------ DATA FOR THIS EXERCISE ------
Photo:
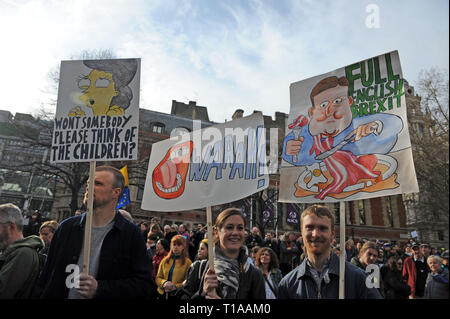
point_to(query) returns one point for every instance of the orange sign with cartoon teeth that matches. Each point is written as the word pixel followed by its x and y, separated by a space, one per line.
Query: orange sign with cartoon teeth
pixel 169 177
------
------ DATA FOR THIS EXERCISE ------
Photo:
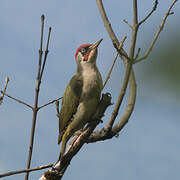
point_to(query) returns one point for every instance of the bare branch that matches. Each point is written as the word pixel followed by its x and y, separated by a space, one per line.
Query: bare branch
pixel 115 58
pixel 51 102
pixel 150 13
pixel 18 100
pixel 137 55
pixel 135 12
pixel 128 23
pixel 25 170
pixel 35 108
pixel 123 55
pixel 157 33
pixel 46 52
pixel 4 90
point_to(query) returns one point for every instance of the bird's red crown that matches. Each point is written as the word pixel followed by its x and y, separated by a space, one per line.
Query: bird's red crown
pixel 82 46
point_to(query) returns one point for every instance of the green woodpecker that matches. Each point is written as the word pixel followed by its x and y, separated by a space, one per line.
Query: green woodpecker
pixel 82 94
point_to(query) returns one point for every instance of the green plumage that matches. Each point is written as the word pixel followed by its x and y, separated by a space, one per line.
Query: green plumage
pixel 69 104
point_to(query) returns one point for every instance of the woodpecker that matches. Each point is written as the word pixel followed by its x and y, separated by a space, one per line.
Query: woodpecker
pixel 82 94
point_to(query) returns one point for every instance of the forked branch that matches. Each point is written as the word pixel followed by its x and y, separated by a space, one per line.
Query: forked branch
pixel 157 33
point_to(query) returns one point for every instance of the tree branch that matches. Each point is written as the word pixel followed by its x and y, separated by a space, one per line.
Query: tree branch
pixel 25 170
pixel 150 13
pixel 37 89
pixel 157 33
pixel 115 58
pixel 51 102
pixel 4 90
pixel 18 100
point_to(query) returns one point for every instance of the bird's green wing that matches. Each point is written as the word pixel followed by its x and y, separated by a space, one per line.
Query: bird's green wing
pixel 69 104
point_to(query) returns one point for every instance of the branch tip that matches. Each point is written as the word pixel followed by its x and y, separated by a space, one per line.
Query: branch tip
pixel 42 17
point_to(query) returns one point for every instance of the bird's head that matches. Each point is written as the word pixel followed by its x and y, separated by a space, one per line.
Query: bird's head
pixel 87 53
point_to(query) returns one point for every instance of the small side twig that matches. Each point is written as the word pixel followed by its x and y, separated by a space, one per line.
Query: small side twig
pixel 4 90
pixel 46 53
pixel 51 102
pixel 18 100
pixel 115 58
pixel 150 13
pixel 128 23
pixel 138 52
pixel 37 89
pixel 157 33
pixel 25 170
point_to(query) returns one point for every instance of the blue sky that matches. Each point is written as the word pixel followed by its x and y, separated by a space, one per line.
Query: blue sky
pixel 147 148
------
Give the lines from the one containing "point_to(query) returns one point for every instance of the tree" up to and including the one containing "pixel 42 17" as a JSON list of strings, one string per line, with blank lines left out.

SOLVED EXERCISE →
[
  "point_to(query) returns one point for every instance of the tree branch that matches. Each point is written as the word pixel followed by its x and y, separated by a space, one per line.",
  "Query: tree branch",
  "pixel 25 170",
  "pixel 150 13",
  "pixel 37 89",
  "pixel 157 33",
  "pixel 115 58",
  "pixel 51 102",
  "pixel 4 90",
  "pixel 18 100",
  "point_to(query) returns one point for every instance of the bird's green wing that matches. Each point is written as the word pixel followed by its x and y, separated by a space, one per line.",
  "Query: bird's green wing",
  "pixel 69 104",
  "point_to(query) returns one point for every instance of the branch tip that matches. Each point is written as the word pixel followed by its x and y, separated by a space, one per line.",
  "Query: branch tip",
  "pixel 42 17"
]